> [Activity]
How many lines in the entries below contain the word "task"? Answer with the number and nothing else.

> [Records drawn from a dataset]
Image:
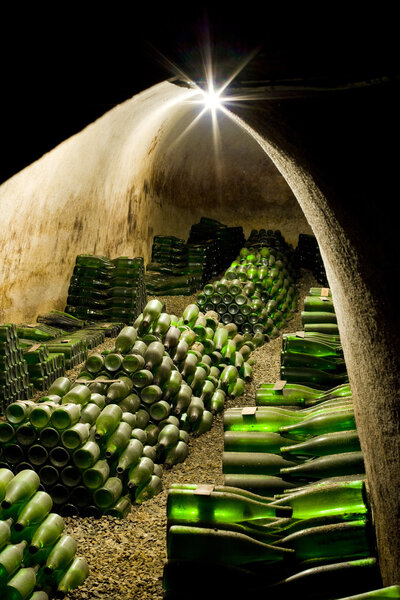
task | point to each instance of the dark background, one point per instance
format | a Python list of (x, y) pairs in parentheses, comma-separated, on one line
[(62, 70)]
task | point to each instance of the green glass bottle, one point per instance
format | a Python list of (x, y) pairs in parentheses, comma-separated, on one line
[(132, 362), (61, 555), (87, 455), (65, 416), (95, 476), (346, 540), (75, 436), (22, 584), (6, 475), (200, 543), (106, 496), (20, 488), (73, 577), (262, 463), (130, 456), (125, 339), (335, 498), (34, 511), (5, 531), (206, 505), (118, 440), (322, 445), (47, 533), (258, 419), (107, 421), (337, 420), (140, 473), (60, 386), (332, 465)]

...

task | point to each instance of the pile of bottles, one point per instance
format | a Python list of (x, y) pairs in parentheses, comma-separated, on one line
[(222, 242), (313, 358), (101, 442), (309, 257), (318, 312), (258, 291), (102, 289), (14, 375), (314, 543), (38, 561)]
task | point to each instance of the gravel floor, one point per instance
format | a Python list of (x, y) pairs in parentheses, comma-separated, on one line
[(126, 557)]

> [Expected answer]
4